Task goal:
Among the entries below, find each line holding "clicks" and return it.

Input data:

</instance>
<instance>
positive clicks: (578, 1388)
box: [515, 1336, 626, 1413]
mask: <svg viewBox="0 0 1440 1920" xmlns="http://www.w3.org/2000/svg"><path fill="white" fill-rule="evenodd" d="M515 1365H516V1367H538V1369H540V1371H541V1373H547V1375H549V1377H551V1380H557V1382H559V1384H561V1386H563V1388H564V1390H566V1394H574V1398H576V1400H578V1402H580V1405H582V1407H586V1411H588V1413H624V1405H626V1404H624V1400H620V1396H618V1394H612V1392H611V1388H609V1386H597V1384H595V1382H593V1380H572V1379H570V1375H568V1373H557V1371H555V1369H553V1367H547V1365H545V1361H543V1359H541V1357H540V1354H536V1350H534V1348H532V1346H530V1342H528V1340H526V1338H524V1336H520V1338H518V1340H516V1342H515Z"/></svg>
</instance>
...
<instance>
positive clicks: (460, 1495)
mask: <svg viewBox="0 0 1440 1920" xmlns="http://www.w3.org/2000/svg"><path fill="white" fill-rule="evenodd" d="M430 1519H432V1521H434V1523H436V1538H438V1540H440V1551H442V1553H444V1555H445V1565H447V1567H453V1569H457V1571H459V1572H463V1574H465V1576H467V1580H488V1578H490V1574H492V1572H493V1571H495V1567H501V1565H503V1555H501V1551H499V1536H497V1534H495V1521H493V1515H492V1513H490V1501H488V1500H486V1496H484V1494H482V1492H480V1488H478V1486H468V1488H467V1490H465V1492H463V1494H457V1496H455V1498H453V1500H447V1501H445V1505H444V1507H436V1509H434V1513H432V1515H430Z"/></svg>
...
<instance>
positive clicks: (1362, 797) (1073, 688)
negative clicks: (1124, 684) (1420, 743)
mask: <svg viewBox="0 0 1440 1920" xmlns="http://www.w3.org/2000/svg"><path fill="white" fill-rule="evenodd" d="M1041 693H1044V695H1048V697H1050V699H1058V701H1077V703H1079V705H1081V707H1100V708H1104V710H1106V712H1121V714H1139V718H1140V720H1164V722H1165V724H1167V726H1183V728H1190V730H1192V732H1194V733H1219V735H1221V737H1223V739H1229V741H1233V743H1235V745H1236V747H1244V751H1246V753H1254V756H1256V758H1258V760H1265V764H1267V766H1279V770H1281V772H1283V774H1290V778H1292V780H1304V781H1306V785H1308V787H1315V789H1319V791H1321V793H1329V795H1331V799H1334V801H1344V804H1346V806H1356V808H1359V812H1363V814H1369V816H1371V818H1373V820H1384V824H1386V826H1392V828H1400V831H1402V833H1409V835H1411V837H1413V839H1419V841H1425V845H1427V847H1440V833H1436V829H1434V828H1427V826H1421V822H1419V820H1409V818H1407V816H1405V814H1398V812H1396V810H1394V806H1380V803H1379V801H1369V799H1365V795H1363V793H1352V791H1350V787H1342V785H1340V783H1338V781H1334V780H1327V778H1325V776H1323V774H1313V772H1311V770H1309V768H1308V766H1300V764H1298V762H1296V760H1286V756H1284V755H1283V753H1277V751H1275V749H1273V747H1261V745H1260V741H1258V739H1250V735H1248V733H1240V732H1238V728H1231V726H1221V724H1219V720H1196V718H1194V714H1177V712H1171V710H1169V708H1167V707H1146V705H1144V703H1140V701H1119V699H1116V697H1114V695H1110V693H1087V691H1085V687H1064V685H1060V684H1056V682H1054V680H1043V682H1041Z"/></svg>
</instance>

Answer space:
positive clicks: (578, 1388)
positive clicks: (460, 1495)
positive clicks: (1362, 797) (1073, 688)
negative clicks: (1124, 684) (1420, 743)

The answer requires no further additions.